● Data extract
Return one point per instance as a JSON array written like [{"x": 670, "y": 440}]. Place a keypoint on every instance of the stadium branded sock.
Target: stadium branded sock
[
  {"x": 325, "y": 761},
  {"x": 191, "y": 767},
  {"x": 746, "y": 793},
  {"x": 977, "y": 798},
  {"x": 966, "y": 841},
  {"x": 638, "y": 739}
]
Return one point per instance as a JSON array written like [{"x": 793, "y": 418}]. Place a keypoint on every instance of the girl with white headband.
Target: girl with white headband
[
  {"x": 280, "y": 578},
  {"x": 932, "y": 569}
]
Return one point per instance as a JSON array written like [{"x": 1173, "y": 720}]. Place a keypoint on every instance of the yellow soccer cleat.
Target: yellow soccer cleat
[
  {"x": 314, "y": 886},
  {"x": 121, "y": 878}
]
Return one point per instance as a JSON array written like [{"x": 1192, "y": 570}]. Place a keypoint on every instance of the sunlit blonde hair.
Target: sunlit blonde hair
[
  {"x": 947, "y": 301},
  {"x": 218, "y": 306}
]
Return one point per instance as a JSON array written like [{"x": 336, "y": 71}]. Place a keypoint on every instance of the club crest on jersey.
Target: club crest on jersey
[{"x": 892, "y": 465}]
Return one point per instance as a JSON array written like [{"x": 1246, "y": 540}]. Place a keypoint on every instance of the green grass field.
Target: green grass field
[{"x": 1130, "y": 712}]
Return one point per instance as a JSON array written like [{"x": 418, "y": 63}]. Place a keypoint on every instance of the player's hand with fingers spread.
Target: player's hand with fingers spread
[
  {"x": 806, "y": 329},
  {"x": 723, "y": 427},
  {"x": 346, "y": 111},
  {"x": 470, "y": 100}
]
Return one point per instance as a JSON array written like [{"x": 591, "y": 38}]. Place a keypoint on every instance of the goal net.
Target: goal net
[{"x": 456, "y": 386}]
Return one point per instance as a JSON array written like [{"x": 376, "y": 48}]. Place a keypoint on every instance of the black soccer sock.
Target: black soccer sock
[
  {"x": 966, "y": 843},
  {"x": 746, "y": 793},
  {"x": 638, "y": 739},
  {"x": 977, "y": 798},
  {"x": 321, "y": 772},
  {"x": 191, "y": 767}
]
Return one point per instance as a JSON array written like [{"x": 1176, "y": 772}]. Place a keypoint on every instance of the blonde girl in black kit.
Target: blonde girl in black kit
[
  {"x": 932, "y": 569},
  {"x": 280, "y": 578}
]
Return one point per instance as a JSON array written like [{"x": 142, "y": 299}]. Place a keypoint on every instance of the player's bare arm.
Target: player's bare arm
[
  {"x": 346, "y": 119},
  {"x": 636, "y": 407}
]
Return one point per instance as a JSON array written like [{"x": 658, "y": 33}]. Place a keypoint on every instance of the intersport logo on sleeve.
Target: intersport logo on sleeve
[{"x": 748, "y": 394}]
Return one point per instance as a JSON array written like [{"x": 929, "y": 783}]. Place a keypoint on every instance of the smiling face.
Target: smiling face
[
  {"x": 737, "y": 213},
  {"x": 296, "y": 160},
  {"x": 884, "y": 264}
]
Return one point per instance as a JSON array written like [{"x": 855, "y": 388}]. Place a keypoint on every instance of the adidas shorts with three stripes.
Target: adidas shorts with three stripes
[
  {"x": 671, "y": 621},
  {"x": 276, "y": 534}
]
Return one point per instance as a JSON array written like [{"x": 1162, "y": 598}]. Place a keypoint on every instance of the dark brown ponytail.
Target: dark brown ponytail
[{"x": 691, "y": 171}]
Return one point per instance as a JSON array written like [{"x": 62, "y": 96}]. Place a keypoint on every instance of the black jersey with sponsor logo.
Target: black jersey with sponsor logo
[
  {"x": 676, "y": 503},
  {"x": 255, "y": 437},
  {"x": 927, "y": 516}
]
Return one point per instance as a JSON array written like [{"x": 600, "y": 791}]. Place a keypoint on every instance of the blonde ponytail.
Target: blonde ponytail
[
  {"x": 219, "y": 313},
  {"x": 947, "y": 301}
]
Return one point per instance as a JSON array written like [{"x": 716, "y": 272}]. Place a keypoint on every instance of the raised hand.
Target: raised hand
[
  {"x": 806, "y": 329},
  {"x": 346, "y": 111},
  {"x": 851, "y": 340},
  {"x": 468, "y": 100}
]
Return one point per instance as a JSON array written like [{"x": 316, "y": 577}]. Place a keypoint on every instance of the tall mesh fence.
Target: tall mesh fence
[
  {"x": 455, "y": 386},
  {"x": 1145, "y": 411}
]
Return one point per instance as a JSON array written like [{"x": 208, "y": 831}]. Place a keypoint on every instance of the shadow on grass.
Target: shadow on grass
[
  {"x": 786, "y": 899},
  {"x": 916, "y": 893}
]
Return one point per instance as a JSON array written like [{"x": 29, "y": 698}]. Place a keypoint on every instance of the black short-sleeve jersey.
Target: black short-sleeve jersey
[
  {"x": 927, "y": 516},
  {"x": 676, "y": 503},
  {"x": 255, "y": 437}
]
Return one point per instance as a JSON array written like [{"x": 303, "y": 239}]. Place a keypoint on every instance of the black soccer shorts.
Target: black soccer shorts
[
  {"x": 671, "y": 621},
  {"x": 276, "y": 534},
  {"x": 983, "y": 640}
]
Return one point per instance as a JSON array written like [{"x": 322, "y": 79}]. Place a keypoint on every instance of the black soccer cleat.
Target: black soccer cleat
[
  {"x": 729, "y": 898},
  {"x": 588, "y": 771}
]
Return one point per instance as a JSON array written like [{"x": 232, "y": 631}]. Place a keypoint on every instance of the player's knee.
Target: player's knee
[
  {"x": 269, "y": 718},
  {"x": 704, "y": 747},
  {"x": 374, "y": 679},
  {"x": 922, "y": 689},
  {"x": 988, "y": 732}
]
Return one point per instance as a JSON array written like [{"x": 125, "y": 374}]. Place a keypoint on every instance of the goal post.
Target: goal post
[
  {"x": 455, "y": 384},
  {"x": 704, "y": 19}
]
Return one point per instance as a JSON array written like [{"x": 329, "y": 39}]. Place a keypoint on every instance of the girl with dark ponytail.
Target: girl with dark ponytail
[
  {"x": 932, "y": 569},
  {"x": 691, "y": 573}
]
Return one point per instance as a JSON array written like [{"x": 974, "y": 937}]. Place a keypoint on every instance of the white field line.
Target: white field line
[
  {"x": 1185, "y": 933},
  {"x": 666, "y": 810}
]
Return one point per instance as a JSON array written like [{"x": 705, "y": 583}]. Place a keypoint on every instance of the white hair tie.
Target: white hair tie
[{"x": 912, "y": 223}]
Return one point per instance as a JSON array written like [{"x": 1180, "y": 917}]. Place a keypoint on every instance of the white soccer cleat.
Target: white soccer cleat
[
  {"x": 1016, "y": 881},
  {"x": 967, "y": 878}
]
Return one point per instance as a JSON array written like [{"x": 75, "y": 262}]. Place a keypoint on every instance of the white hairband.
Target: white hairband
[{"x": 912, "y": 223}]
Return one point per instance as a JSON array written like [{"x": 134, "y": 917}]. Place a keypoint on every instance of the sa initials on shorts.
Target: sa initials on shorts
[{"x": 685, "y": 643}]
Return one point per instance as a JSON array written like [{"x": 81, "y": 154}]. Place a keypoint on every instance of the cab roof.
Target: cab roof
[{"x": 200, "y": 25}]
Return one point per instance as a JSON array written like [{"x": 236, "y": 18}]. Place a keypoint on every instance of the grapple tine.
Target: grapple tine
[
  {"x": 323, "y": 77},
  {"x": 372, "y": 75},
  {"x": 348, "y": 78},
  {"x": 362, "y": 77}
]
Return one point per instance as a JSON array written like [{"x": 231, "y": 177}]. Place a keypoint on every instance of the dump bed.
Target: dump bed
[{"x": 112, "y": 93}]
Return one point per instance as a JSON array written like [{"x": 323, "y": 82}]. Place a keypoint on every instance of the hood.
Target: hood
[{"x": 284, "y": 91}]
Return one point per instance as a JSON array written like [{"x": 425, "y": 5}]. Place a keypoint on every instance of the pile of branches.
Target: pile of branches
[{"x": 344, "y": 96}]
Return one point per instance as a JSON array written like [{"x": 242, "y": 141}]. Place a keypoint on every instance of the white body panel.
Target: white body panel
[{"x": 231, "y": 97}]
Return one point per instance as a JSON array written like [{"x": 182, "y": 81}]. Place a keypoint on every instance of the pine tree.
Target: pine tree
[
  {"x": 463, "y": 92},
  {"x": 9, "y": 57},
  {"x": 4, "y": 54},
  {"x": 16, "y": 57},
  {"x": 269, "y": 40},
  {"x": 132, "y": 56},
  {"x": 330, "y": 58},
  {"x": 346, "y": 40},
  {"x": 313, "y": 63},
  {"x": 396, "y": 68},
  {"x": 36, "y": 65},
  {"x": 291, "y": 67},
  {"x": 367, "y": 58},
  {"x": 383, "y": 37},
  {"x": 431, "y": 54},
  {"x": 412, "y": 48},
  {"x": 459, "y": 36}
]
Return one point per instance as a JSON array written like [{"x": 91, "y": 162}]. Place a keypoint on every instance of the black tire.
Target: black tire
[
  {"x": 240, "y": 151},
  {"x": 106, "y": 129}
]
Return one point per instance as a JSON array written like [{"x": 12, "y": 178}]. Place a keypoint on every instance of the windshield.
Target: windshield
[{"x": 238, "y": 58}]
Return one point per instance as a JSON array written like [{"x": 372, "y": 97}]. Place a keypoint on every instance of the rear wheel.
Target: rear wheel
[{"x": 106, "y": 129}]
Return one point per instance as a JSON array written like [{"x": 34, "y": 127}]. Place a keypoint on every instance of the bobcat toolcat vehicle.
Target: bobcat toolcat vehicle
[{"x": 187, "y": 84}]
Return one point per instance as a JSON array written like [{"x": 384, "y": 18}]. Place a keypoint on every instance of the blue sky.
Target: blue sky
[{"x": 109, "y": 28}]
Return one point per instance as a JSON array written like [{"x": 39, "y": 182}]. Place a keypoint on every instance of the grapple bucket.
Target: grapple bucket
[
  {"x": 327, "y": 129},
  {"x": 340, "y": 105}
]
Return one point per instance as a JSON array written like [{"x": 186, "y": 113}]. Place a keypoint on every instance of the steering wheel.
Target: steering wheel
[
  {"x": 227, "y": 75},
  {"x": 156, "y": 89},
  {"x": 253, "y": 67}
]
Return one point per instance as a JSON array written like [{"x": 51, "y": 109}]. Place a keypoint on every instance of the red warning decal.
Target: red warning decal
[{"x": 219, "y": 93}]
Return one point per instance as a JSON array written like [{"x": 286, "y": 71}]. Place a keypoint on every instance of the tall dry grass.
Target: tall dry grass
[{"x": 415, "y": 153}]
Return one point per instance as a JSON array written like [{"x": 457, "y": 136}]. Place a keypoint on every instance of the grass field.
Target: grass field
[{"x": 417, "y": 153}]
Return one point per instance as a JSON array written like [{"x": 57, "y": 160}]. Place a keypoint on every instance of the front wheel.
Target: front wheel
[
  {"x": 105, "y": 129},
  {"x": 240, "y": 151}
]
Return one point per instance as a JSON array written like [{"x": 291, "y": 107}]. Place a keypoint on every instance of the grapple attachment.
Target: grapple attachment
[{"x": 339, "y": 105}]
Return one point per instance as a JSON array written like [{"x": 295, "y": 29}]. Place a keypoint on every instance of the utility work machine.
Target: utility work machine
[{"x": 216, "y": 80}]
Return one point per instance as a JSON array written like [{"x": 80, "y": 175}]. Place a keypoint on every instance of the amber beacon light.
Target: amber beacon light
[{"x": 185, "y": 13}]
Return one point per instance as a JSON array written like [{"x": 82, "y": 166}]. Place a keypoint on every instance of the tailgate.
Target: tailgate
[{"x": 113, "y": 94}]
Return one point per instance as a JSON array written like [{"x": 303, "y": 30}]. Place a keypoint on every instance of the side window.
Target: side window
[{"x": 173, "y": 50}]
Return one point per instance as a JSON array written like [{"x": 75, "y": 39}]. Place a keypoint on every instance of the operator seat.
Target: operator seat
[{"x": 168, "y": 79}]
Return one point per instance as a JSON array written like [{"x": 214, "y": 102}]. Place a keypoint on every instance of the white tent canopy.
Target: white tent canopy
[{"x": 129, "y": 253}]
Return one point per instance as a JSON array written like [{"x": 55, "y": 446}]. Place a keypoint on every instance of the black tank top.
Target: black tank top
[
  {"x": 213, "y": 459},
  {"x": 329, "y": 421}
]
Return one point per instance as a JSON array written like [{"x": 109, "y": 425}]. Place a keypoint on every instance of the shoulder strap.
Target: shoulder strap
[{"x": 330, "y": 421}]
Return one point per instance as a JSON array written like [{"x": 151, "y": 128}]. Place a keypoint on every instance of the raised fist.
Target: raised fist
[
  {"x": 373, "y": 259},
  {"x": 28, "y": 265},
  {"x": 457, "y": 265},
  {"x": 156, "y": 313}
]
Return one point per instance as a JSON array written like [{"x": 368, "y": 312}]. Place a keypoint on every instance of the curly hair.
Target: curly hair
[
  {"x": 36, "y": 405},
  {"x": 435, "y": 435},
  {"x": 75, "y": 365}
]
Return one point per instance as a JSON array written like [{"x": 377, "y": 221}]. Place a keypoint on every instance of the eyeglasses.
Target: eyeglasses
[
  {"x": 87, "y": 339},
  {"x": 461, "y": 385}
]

● Task instructions
The response must repeat exactly the lines from the top of the material through the line containing "yellow soccer cleat.", both included, with no other output.

● Exercise result
Return one point per instance as a JSON array written like [{"x": 670, "y": 440}]. Place a keypoint on every instance of the stadium branded sock.
Target: stadium branded sock
[
  {"x": 325, "y": 761},
  {"x": 191, "y": 767},
  {"x": 746, "y": 793},
  {"x": 977, "y": 798},
  {"x": 966, "y": 841},
  {"x": 638, "y": 739}
]
Return one point per instance as a JSON array written like [{"x": 793, "y": 418}]. Place a keypoint on every instance of the girl with white headband.
Target: girl with white headband
[
  {"x": 280, "y": 578},
  {"x": 932, "y": 569}
]
Return one point per instance as a JSON array written like [{"x": 1173, "y": 720}]. Place a keypoint on every instance of the yellow soccer cleat.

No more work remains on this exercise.